>> Begin

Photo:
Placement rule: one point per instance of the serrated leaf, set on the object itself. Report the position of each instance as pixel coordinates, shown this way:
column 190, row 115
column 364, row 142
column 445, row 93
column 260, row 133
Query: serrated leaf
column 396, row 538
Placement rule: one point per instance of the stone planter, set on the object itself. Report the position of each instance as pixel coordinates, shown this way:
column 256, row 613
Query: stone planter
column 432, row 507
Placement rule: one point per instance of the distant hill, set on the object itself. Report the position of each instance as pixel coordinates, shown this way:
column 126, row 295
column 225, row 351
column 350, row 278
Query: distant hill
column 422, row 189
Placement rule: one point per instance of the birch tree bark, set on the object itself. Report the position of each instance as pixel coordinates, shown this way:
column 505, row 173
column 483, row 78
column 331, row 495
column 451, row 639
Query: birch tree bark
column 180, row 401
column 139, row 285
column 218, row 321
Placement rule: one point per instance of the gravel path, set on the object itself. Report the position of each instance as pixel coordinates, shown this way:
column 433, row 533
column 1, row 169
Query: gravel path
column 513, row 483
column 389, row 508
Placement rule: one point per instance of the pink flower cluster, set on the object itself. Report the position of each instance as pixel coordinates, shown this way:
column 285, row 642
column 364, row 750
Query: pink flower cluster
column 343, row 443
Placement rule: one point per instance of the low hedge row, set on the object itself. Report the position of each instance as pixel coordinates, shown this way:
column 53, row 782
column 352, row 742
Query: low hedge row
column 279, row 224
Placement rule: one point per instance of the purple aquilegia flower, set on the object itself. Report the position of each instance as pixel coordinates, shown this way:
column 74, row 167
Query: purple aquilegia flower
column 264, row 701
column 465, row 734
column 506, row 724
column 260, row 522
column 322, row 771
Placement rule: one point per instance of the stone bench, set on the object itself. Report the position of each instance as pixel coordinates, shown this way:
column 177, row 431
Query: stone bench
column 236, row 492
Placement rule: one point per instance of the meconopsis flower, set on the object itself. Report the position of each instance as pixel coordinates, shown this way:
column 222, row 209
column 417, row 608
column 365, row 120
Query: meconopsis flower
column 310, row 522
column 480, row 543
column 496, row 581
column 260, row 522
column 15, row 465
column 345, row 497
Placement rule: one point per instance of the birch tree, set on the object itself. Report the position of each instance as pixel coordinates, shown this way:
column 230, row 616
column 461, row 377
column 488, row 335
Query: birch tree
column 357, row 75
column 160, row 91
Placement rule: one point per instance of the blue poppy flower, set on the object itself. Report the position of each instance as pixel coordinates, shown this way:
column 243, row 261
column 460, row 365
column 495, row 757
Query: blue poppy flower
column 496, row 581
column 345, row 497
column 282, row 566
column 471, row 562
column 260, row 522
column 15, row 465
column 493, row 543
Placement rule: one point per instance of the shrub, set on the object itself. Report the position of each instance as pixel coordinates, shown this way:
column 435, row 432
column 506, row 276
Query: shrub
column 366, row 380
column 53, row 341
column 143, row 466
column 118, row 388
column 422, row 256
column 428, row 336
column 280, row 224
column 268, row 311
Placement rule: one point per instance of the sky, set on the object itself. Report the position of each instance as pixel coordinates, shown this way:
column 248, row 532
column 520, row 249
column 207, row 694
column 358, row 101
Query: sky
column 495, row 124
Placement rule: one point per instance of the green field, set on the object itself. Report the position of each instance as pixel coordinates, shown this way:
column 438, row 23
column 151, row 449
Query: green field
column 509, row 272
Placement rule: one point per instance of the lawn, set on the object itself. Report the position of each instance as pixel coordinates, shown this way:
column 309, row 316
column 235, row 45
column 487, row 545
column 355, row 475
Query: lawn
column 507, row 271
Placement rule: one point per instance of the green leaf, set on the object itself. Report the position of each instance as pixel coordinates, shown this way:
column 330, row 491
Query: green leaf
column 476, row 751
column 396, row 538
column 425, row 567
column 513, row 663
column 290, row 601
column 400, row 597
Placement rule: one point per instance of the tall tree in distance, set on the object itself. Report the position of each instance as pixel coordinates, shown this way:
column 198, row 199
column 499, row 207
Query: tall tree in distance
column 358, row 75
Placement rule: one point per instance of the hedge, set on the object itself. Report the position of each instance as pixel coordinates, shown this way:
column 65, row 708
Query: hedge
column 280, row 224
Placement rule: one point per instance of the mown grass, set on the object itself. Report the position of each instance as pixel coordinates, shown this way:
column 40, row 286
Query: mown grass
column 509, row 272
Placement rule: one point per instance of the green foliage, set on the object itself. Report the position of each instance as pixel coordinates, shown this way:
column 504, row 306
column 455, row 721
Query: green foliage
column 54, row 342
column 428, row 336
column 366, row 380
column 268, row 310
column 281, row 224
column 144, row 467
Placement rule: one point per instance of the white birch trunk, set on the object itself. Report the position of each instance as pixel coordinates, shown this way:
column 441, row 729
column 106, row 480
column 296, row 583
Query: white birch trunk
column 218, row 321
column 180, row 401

>> End

Return every line from the one holding "Placement rule: one point per instance of the tall" through the end of the data, exactly as it appears, with both ends kept and nothing else.

Placement rule: one point per instance of the tall tree in distance, set on the object itself. Report the position of each instance as pixel coordinates, shown this way:
column 198, row 199
column 499, row 207
Query: tall tree in distance
column 358, row 75
Placement rule: one point per instance of the hedge, set on the object itself. Report the position of each instance as pixel coordinates, shown this way:
column 65, row 708
Query: hedge
column 280, row 224
Placement rule: one point per instance of the mown grass, set on the object itself. Report the position of each instance as pixel coordinates, shown this way:
column 40, row 286
Query: mown grass
column 509, row 272
Placement rule: one point per instance of the green foliage, set on the object itself. Report the position of each instance as pixel coordinates, shown this way:
column 504, row 306
column 455, row 721
Query: green foliage
column 54, row 342
column 428, row 336
column 366, row 380
column 268, row 310
column 281, row 224
column 144, row 467
Placement rule: one point per instance of the white birch trunk, set on the object itself. Report the position of each instance as pixel coordinates, shown this way:
column 441, row 729
column 106, row 480
column 296, row 583
Query: white birch trunk
column 218, row 321
column 180, row 401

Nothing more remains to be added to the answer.